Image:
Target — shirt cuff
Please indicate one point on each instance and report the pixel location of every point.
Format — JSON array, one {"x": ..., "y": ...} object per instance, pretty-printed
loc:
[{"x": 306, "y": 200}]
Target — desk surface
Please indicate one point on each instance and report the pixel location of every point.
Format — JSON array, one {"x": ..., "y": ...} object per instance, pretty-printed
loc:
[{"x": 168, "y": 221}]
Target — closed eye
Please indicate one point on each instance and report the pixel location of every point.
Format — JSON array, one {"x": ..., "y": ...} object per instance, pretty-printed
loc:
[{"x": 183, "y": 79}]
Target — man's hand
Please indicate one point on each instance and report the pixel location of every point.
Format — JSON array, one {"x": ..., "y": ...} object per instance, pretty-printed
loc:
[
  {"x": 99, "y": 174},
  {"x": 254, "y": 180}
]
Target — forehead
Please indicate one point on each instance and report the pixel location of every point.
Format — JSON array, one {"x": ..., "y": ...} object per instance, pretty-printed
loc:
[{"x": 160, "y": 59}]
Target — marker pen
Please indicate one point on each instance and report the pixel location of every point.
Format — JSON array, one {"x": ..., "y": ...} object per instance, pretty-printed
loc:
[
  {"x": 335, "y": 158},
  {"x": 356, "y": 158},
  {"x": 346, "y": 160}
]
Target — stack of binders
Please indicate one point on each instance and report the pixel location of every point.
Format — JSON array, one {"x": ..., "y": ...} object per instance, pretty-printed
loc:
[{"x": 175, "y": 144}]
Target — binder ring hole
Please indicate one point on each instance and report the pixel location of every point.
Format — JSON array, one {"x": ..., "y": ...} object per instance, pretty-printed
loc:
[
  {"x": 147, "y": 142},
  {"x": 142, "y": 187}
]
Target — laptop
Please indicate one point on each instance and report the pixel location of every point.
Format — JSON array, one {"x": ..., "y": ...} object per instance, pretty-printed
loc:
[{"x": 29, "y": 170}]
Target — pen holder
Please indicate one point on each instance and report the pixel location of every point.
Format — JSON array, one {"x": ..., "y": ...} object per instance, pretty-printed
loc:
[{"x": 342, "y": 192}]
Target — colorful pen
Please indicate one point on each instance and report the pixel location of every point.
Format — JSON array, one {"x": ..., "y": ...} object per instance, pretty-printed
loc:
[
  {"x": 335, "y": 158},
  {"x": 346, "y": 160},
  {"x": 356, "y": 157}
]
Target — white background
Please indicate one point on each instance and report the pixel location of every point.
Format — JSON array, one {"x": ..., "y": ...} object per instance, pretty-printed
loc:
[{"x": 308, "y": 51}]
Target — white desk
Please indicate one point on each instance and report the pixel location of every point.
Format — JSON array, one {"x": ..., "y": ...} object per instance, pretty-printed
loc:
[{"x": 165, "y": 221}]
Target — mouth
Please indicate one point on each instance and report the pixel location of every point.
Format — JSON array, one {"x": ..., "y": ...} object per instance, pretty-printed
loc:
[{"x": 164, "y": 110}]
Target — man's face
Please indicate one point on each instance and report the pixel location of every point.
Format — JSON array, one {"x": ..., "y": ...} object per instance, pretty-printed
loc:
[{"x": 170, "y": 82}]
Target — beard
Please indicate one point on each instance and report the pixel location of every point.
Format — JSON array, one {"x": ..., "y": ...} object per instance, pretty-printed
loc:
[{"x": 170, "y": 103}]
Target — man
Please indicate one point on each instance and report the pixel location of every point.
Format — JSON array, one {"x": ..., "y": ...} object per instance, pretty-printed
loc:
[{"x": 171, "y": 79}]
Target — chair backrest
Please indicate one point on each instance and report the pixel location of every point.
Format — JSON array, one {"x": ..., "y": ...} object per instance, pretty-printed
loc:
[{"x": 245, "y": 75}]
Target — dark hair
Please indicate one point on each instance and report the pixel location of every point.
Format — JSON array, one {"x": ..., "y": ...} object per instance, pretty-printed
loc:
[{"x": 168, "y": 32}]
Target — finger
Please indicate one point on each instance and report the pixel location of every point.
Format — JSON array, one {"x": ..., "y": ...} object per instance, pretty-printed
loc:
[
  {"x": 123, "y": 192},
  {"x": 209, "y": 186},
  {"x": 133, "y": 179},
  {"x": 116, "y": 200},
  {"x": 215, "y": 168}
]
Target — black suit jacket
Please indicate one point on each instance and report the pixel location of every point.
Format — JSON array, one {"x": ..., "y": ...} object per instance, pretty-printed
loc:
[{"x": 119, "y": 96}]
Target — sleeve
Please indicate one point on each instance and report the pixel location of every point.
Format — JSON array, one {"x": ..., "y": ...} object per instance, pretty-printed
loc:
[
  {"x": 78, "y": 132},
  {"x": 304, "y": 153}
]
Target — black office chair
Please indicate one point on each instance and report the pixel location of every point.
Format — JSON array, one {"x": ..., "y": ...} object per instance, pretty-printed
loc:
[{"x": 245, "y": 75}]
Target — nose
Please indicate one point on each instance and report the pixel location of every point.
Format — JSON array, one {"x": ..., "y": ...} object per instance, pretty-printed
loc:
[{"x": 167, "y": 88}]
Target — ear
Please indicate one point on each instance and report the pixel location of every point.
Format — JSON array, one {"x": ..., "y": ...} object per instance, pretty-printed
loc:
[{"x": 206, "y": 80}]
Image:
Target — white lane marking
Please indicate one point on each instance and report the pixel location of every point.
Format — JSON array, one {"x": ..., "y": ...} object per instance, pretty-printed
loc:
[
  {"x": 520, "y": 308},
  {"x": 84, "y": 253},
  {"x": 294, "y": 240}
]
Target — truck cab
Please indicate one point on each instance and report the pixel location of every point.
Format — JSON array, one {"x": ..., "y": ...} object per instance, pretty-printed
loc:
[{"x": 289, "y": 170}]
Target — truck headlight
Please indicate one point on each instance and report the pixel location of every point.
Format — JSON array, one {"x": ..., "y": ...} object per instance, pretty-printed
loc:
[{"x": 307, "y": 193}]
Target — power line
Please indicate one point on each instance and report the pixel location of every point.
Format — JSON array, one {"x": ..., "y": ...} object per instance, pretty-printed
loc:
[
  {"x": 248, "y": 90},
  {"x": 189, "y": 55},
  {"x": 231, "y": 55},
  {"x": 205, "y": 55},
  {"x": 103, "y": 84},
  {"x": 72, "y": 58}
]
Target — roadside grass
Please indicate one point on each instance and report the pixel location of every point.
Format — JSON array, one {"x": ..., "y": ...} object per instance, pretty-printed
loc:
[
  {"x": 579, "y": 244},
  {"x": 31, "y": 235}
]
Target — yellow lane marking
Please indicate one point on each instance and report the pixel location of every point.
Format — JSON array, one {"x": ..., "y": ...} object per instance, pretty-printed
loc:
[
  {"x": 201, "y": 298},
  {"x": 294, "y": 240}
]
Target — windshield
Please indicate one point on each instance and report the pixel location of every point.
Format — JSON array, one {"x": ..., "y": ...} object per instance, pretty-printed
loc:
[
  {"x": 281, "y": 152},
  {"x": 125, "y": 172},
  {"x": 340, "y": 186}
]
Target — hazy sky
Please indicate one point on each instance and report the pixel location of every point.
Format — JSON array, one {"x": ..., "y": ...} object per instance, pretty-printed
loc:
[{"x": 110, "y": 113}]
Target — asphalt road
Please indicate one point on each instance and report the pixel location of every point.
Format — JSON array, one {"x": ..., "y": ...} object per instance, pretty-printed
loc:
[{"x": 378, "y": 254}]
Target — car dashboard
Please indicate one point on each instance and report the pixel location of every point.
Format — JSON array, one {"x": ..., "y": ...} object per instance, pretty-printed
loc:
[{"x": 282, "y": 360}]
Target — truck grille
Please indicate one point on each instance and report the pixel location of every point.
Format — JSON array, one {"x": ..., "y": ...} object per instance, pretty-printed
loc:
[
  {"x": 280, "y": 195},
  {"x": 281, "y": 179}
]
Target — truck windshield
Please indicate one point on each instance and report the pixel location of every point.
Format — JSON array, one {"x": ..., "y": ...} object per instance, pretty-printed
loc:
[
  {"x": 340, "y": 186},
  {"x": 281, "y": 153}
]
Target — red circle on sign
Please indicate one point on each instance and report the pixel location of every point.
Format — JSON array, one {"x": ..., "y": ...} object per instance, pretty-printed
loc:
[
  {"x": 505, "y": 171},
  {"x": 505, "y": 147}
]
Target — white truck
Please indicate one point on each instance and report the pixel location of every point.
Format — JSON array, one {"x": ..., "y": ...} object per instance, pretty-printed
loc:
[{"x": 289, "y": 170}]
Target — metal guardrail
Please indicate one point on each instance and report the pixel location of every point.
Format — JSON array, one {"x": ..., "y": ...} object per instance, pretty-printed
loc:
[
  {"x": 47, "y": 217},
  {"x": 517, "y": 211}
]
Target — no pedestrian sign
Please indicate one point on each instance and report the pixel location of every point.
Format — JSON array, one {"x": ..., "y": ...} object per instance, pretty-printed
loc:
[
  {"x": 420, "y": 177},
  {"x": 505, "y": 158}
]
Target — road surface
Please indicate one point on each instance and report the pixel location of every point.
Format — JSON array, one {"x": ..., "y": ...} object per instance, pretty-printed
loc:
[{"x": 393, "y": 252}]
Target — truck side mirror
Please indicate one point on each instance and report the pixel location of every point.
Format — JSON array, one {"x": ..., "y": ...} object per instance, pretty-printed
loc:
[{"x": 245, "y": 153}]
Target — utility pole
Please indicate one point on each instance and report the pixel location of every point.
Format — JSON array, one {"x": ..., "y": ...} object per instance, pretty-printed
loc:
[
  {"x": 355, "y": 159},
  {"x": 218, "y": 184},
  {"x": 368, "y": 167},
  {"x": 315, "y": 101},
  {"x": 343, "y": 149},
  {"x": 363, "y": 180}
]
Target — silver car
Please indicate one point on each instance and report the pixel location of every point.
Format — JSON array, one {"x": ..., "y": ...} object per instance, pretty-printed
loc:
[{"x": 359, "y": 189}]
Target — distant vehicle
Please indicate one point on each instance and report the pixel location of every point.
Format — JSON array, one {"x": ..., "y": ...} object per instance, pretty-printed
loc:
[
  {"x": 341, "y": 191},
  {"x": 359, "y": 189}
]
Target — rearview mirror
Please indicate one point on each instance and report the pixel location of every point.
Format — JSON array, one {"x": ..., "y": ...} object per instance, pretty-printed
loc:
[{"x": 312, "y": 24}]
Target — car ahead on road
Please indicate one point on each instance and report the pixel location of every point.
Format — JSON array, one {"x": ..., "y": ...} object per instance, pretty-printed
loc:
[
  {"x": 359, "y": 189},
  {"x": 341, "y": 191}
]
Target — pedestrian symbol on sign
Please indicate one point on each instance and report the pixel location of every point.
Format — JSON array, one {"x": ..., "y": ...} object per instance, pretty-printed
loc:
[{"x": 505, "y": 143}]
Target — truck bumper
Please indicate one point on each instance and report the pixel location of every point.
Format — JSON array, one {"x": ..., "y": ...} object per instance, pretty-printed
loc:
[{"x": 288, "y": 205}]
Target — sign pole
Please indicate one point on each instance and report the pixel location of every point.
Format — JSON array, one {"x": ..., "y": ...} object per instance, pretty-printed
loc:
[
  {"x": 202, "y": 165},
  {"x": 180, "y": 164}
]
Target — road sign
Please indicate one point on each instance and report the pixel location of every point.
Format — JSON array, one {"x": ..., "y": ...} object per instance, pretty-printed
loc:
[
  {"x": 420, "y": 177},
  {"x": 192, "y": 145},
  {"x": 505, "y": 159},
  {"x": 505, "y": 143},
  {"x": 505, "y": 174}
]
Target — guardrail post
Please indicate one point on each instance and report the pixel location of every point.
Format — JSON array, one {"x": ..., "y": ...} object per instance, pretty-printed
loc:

_ _ _

Lay out the lines of the listing from the line containing "Target — guardrail post" through the end of the listing as a JSON list of strings, one string per line, with blank lines left out.

[
  "Target — guardrail post",
  "Please indicate one point on each instance and report the pixel location of every point.",
  "Format — JSON array, one {\"x\": ..., \"y\": ...} object per instance, pretty-printed",
  "loc:"
]